» Goal of the exercise
How do the lines below between the ones holding "Sample: <point>104,19</point>" and "Where can the white wing", inclusive, read? Give them again exactly, with no other lines.

Referring expression pointing data:
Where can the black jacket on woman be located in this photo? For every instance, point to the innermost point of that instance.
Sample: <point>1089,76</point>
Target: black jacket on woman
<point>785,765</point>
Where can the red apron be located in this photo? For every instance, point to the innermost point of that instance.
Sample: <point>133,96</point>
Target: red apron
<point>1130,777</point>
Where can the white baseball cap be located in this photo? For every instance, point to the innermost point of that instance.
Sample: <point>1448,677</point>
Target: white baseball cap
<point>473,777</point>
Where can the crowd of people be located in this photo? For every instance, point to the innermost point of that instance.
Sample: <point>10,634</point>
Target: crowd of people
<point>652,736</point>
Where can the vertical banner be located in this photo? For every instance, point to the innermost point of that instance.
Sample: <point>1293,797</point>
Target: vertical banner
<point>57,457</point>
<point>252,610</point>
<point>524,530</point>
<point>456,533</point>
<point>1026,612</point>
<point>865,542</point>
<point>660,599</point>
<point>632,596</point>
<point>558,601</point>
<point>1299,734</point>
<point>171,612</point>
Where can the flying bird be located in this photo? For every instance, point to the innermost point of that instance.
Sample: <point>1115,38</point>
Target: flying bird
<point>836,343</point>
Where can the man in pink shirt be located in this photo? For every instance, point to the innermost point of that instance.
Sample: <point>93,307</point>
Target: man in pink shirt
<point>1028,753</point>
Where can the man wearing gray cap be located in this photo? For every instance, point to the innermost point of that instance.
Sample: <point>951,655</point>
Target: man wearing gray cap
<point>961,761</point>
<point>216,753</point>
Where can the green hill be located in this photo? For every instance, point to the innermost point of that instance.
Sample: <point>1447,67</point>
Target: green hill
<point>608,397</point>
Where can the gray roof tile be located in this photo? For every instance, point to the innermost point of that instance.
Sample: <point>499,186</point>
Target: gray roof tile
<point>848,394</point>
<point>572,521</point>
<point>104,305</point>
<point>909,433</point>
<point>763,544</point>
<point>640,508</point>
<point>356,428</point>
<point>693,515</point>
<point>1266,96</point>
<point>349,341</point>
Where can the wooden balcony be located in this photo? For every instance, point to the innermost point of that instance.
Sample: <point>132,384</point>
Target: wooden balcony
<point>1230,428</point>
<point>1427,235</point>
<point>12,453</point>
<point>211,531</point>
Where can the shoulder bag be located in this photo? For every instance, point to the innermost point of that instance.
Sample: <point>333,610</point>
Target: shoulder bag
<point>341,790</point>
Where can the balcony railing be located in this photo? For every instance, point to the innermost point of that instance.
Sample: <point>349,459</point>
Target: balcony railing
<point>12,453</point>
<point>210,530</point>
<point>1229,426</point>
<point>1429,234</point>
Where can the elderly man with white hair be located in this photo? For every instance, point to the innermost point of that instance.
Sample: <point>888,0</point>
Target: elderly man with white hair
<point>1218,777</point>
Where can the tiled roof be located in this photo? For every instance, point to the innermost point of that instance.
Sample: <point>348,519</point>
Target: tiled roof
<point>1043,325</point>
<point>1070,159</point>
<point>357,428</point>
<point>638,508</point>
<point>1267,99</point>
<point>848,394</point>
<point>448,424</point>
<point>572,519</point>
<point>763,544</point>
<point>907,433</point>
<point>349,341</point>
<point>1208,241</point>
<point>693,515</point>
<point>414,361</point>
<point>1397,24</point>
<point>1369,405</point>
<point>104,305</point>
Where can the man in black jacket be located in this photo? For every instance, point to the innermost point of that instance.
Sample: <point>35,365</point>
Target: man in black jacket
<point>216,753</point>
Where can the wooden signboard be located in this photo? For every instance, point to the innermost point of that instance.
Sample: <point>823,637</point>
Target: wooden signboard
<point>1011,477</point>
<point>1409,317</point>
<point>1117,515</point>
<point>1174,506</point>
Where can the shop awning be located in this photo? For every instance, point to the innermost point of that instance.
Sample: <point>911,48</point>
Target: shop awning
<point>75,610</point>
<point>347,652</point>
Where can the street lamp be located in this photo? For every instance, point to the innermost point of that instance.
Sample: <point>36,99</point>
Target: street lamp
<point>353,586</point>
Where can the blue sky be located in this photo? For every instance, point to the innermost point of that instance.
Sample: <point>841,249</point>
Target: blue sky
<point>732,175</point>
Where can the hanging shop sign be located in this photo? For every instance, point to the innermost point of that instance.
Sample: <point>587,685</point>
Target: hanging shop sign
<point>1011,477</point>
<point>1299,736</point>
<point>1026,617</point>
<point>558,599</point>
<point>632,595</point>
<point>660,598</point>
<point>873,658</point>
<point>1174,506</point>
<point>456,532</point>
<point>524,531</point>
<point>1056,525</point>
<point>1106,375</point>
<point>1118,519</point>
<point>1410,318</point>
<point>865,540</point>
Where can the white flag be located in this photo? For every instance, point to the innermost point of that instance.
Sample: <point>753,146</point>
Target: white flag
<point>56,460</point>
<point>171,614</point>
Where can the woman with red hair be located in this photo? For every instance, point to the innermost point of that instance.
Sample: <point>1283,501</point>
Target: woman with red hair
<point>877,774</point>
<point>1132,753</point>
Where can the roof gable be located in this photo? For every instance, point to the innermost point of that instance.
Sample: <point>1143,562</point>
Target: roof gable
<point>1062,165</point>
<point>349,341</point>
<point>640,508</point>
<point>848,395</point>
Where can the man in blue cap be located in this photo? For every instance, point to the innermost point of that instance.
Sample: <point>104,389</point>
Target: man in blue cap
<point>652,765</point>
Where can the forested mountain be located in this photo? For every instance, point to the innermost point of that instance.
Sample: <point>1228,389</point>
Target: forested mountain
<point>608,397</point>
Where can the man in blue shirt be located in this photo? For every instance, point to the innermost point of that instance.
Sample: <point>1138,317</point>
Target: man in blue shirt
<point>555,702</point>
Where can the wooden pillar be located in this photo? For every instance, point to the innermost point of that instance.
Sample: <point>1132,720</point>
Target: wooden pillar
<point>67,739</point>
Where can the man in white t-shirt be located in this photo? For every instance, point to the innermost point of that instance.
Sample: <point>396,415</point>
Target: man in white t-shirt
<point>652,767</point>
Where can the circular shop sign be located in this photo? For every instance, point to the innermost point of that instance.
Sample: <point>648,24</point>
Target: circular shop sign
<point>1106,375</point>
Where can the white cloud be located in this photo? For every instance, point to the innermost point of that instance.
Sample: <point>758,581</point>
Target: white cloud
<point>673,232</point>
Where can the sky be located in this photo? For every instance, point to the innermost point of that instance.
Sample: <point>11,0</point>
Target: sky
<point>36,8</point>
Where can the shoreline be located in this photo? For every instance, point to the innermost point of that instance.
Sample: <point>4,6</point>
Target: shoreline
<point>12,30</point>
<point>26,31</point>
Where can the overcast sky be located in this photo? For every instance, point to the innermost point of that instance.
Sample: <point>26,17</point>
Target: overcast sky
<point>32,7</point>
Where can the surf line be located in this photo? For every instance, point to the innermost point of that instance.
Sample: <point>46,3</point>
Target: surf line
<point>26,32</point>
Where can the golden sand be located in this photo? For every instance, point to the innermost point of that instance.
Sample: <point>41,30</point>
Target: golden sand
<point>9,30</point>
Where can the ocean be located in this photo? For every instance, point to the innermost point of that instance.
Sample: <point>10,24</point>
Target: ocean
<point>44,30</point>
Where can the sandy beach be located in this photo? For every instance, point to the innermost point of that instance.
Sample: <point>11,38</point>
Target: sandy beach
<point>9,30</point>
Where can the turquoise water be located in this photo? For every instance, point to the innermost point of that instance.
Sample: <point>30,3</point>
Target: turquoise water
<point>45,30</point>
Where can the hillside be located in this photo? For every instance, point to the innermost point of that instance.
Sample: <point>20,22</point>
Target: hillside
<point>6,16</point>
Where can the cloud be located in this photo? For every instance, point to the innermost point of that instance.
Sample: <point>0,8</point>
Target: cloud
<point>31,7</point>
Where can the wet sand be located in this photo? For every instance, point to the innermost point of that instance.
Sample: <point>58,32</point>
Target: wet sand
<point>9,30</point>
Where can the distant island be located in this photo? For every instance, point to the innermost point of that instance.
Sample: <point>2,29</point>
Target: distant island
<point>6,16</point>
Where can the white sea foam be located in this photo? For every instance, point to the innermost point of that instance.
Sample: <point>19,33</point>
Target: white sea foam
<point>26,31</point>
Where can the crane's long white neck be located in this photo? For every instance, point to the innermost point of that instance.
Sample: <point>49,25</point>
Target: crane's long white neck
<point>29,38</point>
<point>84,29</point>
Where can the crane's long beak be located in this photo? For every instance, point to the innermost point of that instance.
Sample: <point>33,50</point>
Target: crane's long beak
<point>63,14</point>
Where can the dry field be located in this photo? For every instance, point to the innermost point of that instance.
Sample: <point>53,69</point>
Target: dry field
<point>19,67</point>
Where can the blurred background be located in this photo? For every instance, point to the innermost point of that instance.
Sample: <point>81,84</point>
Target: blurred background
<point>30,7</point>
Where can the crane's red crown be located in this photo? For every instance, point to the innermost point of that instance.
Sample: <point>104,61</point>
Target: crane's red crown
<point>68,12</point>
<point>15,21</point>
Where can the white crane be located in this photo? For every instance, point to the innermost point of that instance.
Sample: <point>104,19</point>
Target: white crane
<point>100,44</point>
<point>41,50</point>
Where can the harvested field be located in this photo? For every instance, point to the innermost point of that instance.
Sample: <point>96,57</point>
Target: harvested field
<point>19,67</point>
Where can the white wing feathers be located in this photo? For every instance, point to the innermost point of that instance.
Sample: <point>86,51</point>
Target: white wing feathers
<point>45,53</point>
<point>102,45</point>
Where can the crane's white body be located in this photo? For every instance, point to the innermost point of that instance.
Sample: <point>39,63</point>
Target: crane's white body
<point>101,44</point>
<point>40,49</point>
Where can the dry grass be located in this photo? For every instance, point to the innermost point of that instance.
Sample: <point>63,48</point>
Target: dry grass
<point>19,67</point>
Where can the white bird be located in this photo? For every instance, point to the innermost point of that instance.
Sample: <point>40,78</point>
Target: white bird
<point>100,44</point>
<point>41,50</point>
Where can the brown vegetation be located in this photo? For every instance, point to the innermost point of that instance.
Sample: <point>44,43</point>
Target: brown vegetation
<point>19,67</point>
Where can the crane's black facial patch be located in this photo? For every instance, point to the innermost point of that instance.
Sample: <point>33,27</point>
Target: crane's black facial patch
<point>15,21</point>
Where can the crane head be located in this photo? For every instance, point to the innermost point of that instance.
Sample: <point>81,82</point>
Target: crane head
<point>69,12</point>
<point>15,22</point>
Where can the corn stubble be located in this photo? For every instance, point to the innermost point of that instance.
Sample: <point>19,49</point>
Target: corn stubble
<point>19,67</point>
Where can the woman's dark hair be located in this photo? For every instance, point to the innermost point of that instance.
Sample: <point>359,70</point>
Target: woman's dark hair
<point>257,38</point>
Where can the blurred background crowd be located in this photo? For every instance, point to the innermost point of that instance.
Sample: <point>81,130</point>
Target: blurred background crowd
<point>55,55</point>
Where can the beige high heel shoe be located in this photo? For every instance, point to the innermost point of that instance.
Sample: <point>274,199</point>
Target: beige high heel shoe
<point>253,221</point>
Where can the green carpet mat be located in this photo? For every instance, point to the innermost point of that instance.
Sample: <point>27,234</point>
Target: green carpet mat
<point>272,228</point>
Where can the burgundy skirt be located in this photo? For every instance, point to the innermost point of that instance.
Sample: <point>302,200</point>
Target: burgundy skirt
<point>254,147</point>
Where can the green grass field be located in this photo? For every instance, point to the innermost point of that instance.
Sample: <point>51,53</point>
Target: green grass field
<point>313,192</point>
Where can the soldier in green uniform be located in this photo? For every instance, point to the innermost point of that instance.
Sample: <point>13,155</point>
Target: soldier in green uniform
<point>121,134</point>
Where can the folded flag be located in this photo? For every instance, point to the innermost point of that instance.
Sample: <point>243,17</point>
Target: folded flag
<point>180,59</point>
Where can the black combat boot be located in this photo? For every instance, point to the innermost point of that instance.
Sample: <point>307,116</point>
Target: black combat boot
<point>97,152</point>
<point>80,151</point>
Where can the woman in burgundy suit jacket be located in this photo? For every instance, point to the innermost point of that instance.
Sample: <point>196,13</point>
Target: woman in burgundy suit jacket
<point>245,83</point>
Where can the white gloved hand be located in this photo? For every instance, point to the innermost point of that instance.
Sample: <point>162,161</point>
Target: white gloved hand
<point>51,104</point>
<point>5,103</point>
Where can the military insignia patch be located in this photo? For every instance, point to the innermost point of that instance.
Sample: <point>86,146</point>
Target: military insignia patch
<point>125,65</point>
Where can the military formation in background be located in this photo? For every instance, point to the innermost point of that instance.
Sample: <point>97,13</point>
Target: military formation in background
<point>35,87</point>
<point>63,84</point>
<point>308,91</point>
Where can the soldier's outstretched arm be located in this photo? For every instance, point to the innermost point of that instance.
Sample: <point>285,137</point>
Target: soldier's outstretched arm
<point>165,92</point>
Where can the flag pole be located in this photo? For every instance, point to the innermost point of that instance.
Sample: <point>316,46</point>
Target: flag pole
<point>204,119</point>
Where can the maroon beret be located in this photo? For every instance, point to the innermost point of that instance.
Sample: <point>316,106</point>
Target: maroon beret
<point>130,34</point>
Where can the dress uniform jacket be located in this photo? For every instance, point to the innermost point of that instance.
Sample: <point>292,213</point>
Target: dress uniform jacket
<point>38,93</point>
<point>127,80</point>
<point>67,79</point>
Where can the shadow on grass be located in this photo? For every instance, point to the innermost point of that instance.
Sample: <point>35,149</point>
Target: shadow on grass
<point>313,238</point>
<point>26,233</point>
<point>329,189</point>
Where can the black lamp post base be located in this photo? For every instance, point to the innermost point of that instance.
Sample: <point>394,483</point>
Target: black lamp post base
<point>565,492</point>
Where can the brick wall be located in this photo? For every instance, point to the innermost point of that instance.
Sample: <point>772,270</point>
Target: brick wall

» Answer section
Sample: <point>104,19</point>
Target: white crane
<point>100,44</point>
<point>41,50</point>
Where can the harvested field be located in this photo? For every instance, point to the innermost point of that instance.
Sample: <point>96,57</point>
Target: harvested field
<point>19,67</point>
Where can the white wing feathers be located in this photo? For every instance, point to the innermost point of that instance.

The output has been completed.